▶ Stored items:
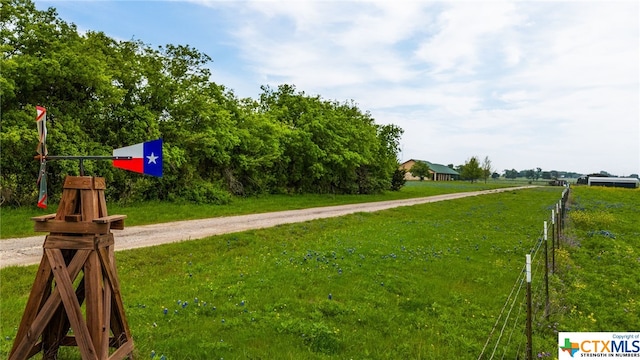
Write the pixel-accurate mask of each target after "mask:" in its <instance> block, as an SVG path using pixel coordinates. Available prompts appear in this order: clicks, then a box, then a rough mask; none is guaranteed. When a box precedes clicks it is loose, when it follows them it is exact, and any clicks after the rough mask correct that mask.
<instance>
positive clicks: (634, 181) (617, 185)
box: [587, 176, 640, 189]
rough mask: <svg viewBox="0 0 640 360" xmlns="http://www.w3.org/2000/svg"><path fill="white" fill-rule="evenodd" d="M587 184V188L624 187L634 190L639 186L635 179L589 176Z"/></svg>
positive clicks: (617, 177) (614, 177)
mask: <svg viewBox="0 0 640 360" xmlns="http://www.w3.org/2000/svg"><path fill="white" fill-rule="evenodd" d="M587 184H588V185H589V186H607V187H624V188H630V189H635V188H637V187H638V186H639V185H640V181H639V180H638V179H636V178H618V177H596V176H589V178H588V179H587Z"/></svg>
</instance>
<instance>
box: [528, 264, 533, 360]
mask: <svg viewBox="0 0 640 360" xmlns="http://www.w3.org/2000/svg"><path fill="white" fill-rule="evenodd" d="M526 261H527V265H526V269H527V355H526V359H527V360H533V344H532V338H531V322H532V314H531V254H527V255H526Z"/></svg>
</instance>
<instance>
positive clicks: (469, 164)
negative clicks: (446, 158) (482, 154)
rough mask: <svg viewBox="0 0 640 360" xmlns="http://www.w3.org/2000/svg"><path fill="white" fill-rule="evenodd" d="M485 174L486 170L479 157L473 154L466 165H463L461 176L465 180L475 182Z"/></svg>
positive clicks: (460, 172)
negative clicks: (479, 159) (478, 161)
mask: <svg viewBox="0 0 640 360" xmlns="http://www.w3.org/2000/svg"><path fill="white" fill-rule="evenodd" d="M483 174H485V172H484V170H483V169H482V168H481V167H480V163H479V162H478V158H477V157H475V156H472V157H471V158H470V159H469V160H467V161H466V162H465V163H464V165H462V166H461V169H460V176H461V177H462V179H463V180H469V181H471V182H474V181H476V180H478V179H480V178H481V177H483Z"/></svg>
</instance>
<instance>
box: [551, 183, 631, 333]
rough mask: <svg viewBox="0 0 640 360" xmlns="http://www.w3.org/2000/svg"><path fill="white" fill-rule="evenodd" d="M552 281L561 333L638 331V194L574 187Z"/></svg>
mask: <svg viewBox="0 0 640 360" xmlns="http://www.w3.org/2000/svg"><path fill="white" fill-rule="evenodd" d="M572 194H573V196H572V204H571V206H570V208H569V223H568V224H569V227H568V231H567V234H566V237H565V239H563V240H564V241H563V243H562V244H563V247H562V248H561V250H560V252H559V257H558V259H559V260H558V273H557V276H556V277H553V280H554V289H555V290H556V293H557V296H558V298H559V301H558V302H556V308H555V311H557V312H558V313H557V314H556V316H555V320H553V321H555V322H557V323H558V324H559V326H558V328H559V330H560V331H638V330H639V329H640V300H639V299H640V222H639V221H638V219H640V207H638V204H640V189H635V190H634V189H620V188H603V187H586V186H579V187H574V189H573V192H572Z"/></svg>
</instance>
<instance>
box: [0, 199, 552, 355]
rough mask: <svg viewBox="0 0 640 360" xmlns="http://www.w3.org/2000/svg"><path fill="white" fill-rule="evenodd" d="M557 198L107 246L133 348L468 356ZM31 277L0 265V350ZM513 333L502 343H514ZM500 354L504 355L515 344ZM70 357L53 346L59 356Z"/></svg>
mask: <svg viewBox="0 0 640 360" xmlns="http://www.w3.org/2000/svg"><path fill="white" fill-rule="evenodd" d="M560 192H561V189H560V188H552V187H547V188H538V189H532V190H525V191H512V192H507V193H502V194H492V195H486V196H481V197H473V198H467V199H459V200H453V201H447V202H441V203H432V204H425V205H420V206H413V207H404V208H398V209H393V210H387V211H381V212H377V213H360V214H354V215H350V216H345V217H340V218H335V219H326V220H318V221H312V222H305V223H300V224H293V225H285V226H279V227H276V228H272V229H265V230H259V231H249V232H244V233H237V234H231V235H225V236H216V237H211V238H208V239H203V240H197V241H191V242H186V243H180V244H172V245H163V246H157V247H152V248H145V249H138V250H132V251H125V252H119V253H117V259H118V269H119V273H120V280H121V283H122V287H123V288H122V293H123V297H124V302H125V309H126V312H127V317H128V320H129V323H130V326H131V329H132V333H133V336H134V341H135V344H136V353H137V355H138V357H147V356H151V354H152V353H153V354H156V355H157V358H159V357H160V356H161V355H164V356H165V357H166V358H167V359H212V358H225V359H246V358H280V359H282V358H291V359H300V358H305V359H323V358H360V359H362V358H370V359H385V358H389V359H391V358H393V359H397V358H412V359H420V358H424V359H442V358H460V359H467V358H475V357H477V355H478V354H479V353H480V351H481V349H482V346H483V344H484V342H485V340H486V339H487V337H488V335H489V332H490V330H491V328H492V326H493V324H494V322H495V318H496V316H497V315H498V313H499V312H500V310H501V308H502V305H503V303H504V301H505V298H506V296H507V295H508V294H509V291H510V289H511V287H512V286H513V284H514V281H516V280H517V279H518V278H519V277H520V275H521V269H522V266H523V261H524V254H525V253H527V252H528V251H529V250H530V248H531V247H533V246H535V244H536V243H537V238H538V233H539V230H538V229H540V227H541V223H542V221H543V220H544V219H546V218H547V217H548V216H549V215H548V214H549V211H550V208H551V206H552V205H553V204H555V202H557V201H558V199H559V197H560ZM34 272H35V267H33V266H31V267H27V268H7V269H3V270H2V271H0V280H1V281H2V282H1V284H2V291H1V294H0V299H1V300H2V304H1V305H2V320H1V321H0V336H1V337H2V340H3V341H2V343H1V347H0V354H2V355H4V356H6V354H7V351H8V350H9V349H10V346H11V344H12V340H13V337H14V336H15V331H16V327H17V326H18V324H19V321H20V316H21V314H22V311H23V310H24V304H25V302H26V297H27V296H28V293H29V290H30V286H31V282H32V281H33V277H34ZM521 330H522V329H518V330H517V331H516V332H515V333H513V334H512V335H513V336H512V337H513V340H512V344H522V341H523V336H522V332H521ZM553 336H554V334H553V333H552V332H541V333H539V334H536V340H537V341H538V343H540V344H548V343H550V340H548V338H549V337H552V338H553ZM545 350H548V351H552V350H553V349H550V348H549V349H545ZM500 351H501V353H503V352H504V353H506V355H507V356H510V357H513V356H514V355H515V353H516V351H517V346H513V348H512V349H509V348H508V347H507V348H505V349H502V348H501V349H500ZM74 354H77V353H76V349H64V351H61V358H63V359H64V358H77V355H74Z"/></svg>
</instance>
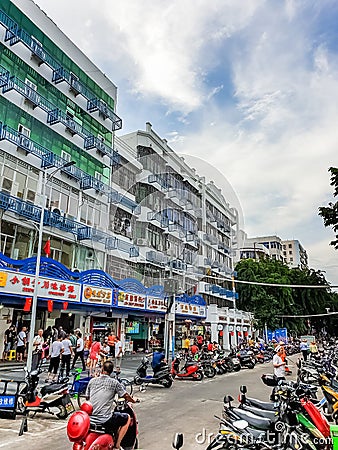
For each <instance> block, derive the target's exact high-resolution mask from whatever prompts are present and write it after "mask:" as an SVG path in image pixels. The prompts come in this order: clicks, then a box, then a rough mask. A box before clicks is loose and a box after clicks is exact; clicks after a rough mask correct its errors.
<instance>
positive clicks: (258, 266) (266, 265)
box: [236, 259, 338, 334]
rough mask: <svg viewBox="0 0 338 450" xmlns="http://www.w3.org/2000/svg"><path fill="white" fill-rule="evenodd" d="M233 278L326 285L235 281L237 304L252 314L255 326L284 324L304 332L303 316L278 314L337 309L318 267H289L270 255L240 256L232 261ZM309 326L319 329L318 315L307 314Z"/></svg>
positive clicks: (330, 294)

▶ Your objective:
Write out the data above again, switching every "positive clicks" to "foreground clicks" and keeping everything else the same. Leave the pictures out.

▶ Output of the task:
Write the pixel-accurate mask of each target after "mask:" in its <instance> block, as an SVG path using pixel coordinates. Available prompts appear in this order: clicks, then a box, then a rough mask; none is guaranteed. When a box precedes clicks it is loose, when it follows them it is exact, and any clicks after the rough mask correct that mask.
<instance>
foreground clicks: (634, 181) (617, 185)
box: [587, 176, 640, 189]
rough mask: <svg viewBox="0 0 640 360" xmlns="http://www.w3.org/2000/svg"><path fill="white" fill-rule="evenodd" d="M587 184V188L624 187L634 190L639 186L635 179L589 176Z"/></svg>
foreground clicks: (617, 177) (614, 177)
mask: <svg viewBox="0 0 640 360" xmlns="http://www.w3.org/2000/svg"><path fill="white" fill-rule="evenodd" d="M587 184H588V185H589V186H607V187H624V188H630V189H635V188H637V187H638V186H639V185H640V181H639V180H638V179H636V178H618V177H596V176H589V178H588V179H587Z"/></svg>
</instance>
<instance>
box: [528, 264, 533, 360]
mask: <svg viewBox="0 0 640 360" xmlns="http://www.w3.org/2000/svg"><path fill="white" fill-rule="evenodd" d="M526 261H527V265H526V269H527V355H526V359H527V360H533V344H532V338H531V322H532V314H531V254H527V255H526Z"/></svg>
</instance>
<instance>
foreground clicks: (469, 164)
negative clicks: (446, 158) (482, 154)
rough mask: <svg viewBox="0 0 640 360" xmlns="http://www.w3.org/2000/svg"><path fill="white" fill-rule="evenodd" d="M485 174L486 170L479 157L473 154L466 165H463L461 176L465 180L475 182Z"/></svg>
foreground clicks: (460, 172)
negative clicks: (479, 159) (478, 161)
mask: <svg viewBox="0 0 640 360" xmlns="http://www.w3.org/2000/svg"><path fill="white" fill-rule="evenodd" d="M483 174H485V172H484V170H483V169H482V168H481V167H480V163H479V162H478V158H477V157H475V156H472V157H471V158H470V159H469V160H467V161H466V162H465V163H464V165H462V166H461V169H460V176H461V177H462V179H463V180H469V181H471V182H474V181H476V180H478V179H480V178H481V177H483Z"/></svg>
</instance>
<instance>
box: [551, 183, 631, 333]
rough mask: <svg viewBox="0 0 640 360" xmlns="http://www.w3.org/2000/svg"><path fill="white" fill-rule="evenodd" d="M552 281L561 333L638 331V194L574 187Z"/></svg>
mask: <svg viewBox="0 0 640 360" xmlns="http://www.w3.org/2000/svg"><path fill="white" fill-rule="evenodd" d="M572 194H573V196H572V204H571V206H570V208H569V223H568V224H569V227H568V231H567V234H566V237H565V239H563V240H564V241H563V243H562V244H563V247H562V248H561V250H560V252H559V257H558V259H559V260H558V273H557V276H556V277H553V280H554V289H555V290H556V293H557V296H558V298H559V301H558V302H556V308H555V311H557V312H558V313H557V314H556V316H555V320H553V321H555V322H557V323H558V324H559V326H558V328H559V330H560V331H638V330H639V329H640V300H639V299H640V222H639V221H638V219H640V207H638V204H640V189H635V190H634V189H620V188H603V187H586V186H579V187H574V189H573V192H572Z"/></svg>
</instance>
<instance>
box: [0, 199, 552, 355]
rough mask: <svg viewBox="0 0 640 360" xmlns="http://www.w3.org/2000/svg"><path fill="white" fill-rule="evenodd" d="M557 198L107 246L133 348L468 356ZM31 277L0 265V350ZM513 333L502 343H514ZM500 354L504 355L515 344ZM70 357L53 346L59 356Z"/></svg>
mask: <svg viewBox="0 0 640 360" xmlns="http://www.w3.org/2000/svg"><path fill="white" fill-rule="evenodd" d="M560 192H561V189H560V188H552V187H547V188H538V189H532V190H525V191H512V192H507V193H502V194H492V195H486V196H481V197H473V198H467V199H459V200H453V201H447V202H441V203H432V204H425V205H420V206H413V207H404V208H398V209H393V210H387V211H381V212H377V213H360V214H354V215H350V216H345V217H340V218H335V219H326V220H318V221H312V222H305V223H300V224H293V225H285V226H279V227H276V228H272V229H265V230H259V231H249V232H244V233H237V234H231V235H225V236H216V237H211V238H208V239H203V240H197V241H191V242H186V243H180V244H172V245H163V246H157V247H152V248H145V249H138V250H132V251H125V252H119V253H117V259H118V269H119V273H120V280H121V283H122V287H123V288H122V293H123V297H124V302H125V309H126V312H127V317H128V320H129V323H130V326H131V329H132V333H133V336H134V341H135V344H136V353H137V355H138V357H147V356H151V354H152V353H153V354H156V355H157V358H159V357H160V356H161V355H164V356H165V357H166V358H167V359H212V358H225V359H246V358H280V359H282V358H291V359H300V358H305V359H323V358H360V359H362V358H370V359H385V358H389V359H391V358H393V359H397V358H412V359H420V358H424V359H442V358H460V359H467V358H475V357H477V355H478V354H479V353H480V351H481V349H482V346H483V344H484V342H485V340H486V339H487V337H488V335H489V332H490V330H491V328H492V326H493V324H494V322H495V318H496V316H497V315H498V313H499V312H500V310H501V308H502V305H503V303H504V301H505V298H506V296H507V295H508V294H509V291H510V289H511V287H512V286H513V284H514V281H516V280H517V279H518V278H519V277H520V275H521V269H522V266H523V261H524V254H525V253H527V252H528V251H529V250H530V248H531V247H533V246H535V244H536V243H537V238H538V233H539V230H538V229H540V227H541V223H542V221H543V220H544V219H546V218H547V217H548V216H549V215H548V214H549V211H550V208H551V206H552V205H553V204H555V202H557V201H558V199H559V197H560ZM34 272H35V267H33V266H31V267H27V268H7V269H3V270H2V271H0V280H1V281H2V282H1V284H2V291H1V294H0V299H1V300H2V304H1V305H2V320H1V321H0V336H1V337H2V340H3V341H2V343H1V347H0V354H2V355H4V356H6V354H7V351H8V350H9V349H10V346H11V344H12V340H13V337H14V336H15V331H16V327H17V326H18V324H19V321H20V316H21V314H22V311H23V310H24V304H25V302H26V297H27V296H28V293H29V290H30V286H31V282H32V281H33V277H34ZM521 330H522V329H518V330H517V331H516V332H515V333H513V334H512V335H513V336H512V337H513V340H512V344H522V341H523V336H522V332H521ZM553 336H554V334H553V333H552V332H541V333H539V334H536V340H537V341H538V343H540V344H548V343H550V340H548V338H549V337H552V338H553ZM545 350H548V351H552V350H553V349H550V348H549V349H545ZM500 351H501V353H503V352H504V353H506V355H507V356H510V357H513V356H514V355H515V353H516V351H517V346H513V348H512V349H509V348H508V347H507V348H505V349H502V348H501V349H500ZM74 354H77V353H76V349H64V351H61V358H63V359H64V358H77V355H74Z"/></svg>
</instance>
For each <instance> block, derive the target's exact high-resolution mask from whatever prompts are present and write it after "mask:" as an SVG path in image pixels. The prompts come in this order: clicks, then a box, then a rough mask. A box before clicks is loose and a box after clicks is exact; clicks after a rough mask correct its errors.
<instance>
foreground clicks: (258, 266) (266, 265)
box: [236, 259, 338, 334]
rough mask: <svg viewBox="0 0 338 450" xmlns="http://www.w3.org/2000/svg"><path fill="white" fill-rule="evenodd" d="M233 278L326 285L235 281L237 304L252 314L255 326L284 324L304 332L303 316L278 314L337 309L318 267H289L270 255L240 256L232 261ZM309 326L319 329L318 315L307 314Z"/></svg>
foreground clicks: (330, 294)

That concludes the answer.